Alıntı metin ▸
_ _ _ _ _

Juan, pilota günün tarihini 21 Mayıs 1992 olarak söylediğinde pilot telsizden panik içinde “Aman Allahım!” diye bağırdı. Pilotun bu konuşmasının arka fonunda yolcuların da panik içinde bağırıştıklarını Juan ve görevli diğer kontrolörler, kuledeki hoparlörden duymuşlardı. Juan, bu cümleyi ve yolcu bağırışmalarını duyunca işin içinde anormal birşeylerin olduğunu anlayıp hemen havalimanı güvenliği aradı. Derhal PanAm uçağının başına gitmelerini, uçaktaki ekip ve yolculara eskortluk ederek terminale getirmeleri talimatını verdi. Ama, Juan’ı daha büyük bir sürpriz bekliyordu…

 

Hava trafik kontrolörlerinin, havalimanı güvenlik ekibinin PanAm 914’ün ekip ve yolcularını uçaktan alıp terminale getireceklerinden şüpheleri yoktu. Ondan sonra gerekli soruşturma, araştırmalar yapılacak; neyin ne olduğu anlaşılacaktı. Ancak, havalimanı güvenlik uçağa yaklaşırken pilot kokpit camını açıp gelenlere “Gidin!” işareti yaptı ve elindeki küçük bir kartonu yere düşürdü. Pilot kuleye, “Hayır! Sakın uçağa yaklaşmayın, biz ayrılıyoruz…!” dedi. Gerçekten uçak motorlarını yeniden çalıştırdı ve kuleden izin almadan havalanarak geldiği gibi gözden kaybolup gitti.                         

Ama nereye?...

Juan’ın dediğine göre; DC-4 radar tarafından görüntülenmeden bulutların içinde kaybolup gitti. Havalimanı otoritesinin isteği üzerine hemen 3 adet askeri jet uçağı havalandı. Askeri jetlere PanAm 914 uçağını önleyip Caracas Havalimanı’na inişe zorlanması talimatı verilmişti. Ancak, askeri jet uçakları tüm aramalarına rağmen, PanAm 914 uçağını bulamadıklarını rapor ettiler. New York kalkışından sonra kaybolan PanAm DC-4, tam 37 yıl sonra görülmüş ama bir kere daha yok olup gitmişti…

 

Uçağın Caracas’a indikten sonra durduğu yerde 1955 yılına ait, karton üzerine basılmış İngilizce yazılı bir cep takvim bulunmuştu. Bulunan takvim acaba uçaktan mı düşmüştü, yoksa bilerek, kasıtlı olarak uçaktan mı atılmıştı? Takvimin 1955 yılına ait olması sadece bir tesadüf müydü? Bu, hikayenin kesinlikle sonu değildi.

_ _ _ _ _

Kayıtlı veriler ▸

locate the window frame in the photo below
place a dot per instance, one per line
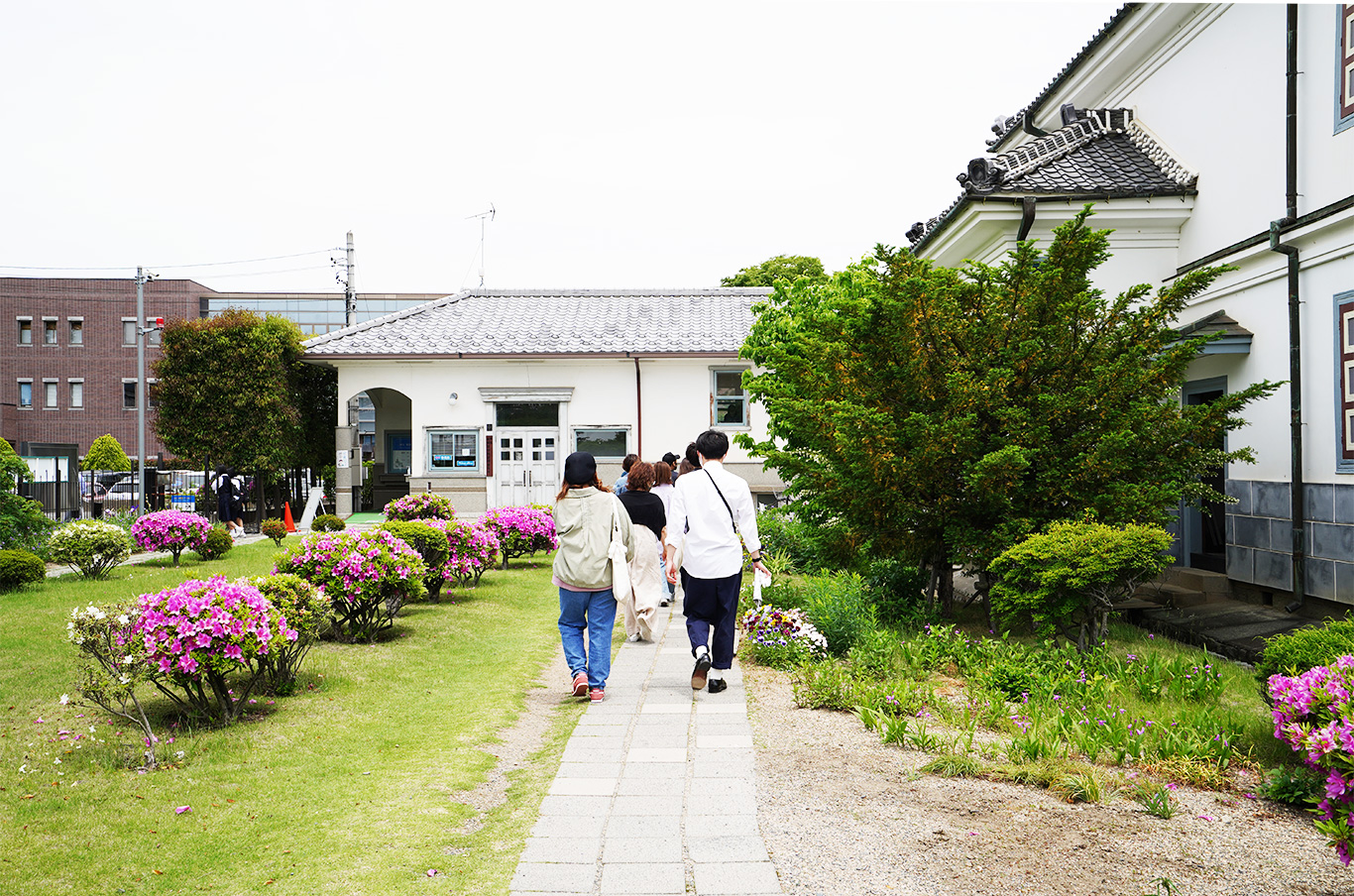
(477, 441)
(715, 398)
(624, 430)
(1343, 66)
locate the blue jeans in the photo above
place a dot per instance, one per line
(595, 614)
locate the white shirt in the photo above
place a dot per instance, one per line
(713, 548)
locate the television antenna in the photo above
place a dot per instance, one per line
(482, 217)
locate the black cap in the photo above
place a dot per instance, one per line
(580, 469)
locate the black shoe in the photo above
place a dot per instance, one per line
(699, 673)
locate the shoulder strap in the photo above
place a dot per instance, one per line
(724, 499)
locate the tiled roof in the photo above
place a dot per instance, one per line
(1099, 153)
(1005, 125)
(555, 322)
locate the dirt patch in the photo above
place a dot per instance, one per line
(844, 815)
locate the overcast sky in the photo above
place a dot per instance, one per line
(621, 145)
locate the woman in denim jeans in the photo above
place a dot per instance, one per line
(584, 514)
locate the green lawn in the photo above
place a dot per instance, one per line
(346, 788)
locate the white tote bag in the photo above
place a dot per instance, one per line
(621, 588)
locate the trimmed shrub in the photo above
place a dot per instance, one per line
(1070, 576)
(91, 547)
(328, 522)
(1308, 647)
(521, 530)
(172, 530)
(303, 610)
(215, 546)
(367, 577)
(421, 505)
(275, 529)
(432, 547)
(19, 569)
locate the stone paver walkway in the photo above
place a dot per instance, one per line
(655, 789)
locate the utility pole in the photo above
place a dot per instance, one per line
(350, 295)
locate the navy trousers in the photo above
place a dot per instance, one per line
(713, 604)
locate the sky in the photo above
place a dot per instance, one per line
(628, 145)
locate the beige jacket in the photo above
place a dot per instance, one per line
(583, 525)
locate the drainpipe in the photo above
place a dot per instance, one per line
(1295, 334)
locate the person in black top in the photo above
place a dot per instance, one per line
(646, 513)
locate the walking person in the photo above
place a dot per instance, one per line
(714, 507)
(647, 584)
(585, 514)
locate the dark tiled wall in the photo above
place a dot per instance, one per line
(1260, 537)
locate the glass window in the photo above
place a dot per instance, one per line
(452, 450)
(527, 413)
(603, 444)
(730, 402)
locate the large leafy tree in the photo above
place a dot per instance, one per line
(783, 267)
(947, 414)
(233, 390)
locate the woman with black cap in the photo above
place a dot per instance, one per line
(585, 511)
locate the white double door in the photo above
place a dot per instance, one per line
(528, 466)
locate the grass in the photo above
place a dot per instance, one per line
(348, 787)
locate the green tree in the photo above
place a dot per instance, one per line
(233, 390)
(23, 525)
(783, 267)
(947, 414)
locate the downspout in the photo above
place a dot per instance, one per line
(639, 413)
(1295, 334)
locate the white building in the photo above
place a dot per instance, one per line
(482, 394)
(1202, 141)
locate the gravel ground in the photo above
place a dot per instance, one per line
(843, 815)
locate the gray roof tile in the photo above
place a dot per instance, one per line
(555, 322)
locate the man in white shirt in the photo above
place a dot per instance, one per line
(711, 507)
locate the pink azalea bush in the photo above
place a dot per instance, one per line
(1312, 714)
(420, 505)
(173, 530)
(210, 640)
(521, 530)
(366, 576)
(473, 547)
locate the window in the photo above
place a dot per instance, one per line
(729, 399)
(527, 413)
(603, 444)
(1345, 382)
(1345, 67)
(452, 450)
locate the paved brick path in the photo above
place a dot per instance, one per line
(655, 791)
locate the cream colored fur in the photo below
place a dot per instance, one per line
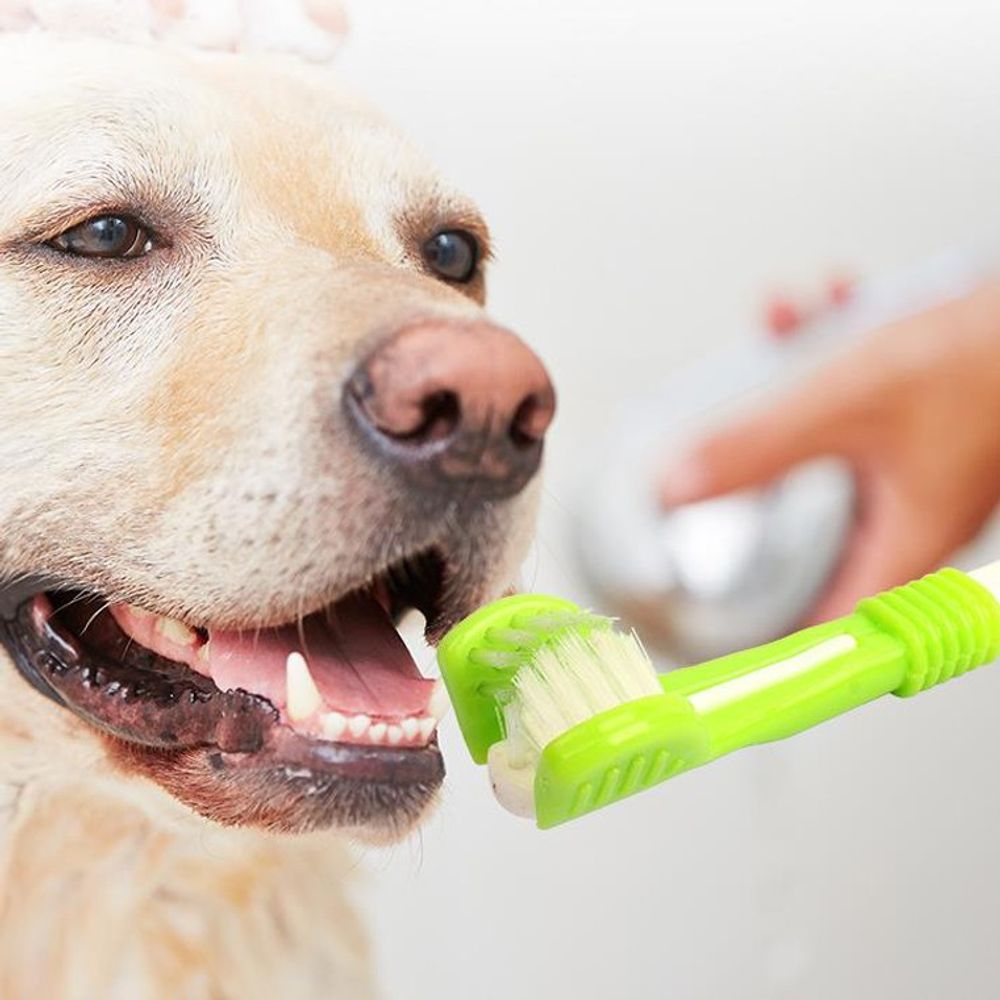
(170, 438)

_ _ _ _ _

Göreviniz ▸
PanAm 914 uçağının ortadan kayboluşunu anlatan metni, son cümlesinden sonra devam ettirin.

Sonuç ▸
Başka bir raporda, uçak ve yolcularının Caracas fiyaskosundan birkaç saat sonra nerede bulunduğunun tespit edildiği, Miami’ye vardığı ve ne ilginçtir ki, ekip ve yolcuların da 37 yıl önceki yaşlarında olduğu yani, yaşlanmadıkları bildiriliyor. Bütün bunlar, her şeyiyle kurgulanmış bir yalan hikaye (fake) olabilir mi? 

 

Bu gizemli olayla ilgili bilgiler bu kadar. Bilirsiniz, birçok Hollywood kurgu filmlerine konu olmuş sanal bir Zaman Makinesi vardır. Macera seven bazı korkusuz insanlar onun içine girerler ve zamanı durdurup yıllarca geriye veya ileriye giderler, tekrar içinde bulunulan zamana döndüklerinde, şu kadar yıl önce veya sonrasında gördüklerini ve yaşadıklarını anlatırlar. Acaba koca uçak New-York’tan kalktıktan sonra, içindeki 61 insanla birlikte böyle bir zaman makinesine girmiş ve 37 yıl sonrasına mı gönderilmişlerdi?

 

Yoksa PanAm 914, New York kalkışından sonra uzaylılar tarafından kaldırılıp götürülmüş ve 37 yıl sonra serbest mi bırakılmışlardı? Acaba, Caracas Havalimanı hava trafik kontrolörü Juan de la Corte kafasından uydurduğu bir kurgu masalı mı anlatmıştı?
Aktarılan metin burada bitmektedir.